──────── Input material

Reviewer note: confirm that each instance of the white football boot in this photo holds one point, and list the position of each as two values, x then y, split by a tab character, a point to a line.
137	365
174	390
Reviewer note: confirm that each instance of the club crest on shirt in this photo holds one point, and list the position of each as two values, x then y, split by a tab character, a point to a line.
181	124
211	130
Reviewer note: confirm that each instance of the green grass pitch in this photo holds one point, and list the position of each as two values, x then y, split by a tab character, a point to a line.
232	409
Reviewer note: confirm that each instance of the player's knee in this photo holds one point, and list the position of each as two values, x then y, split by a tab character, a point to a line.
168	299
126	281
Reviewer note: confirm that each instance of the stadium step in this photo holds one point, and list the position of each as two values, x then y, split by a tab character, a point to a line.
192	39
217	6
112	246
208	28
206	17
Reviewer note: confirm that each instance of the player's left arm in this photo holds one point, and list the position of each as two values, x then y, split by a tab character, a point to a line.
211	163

────────────────

**Written exercise**
Set out every line of the material above as a numbered list, leaving out any blank lines.

**Completed exercise**
1. Reviewer note: confirm that each instance of the white football boot in this photo holds one point, and list the position of each as two values, x then y, split by a tab character, a point to a line.
2. 137	365
3. 174	390
4. Reviewer note: confirm that each instance of the club crest on shirt in this photo holds one point, and list the position of each as two values, x then y, split by a tab character, a point to a line.
5. 181	124
6. 211	130
7. Reviewer note: confirm that each instance of the green grass pitch in this photo holds one point, and list the position of each as two values, x then y, split by a tab character, a point to a line.
8. 232	409
9. Reviewer note: confirm that each instance of the player's knee in this photo holds one point, and list the position of each as two values, x then y, split by a tab character, a point to a line.
10. 168	299
11. 126	281
12. Reviewer note: confirm that each instance of the stadium step in this photo holds one point, and list the position of each as two values, x then y, split by a tab character, a point to a line.
13. 192	39
14. 217	6
15. 112	246
16. 208	28
17. 206	17
18. Reviewer note: confirm that each instance of the player's left arm in this photo holds one point, and list the position of each as two values, x then y, split by a tab character, a point to a line.
19. 211	163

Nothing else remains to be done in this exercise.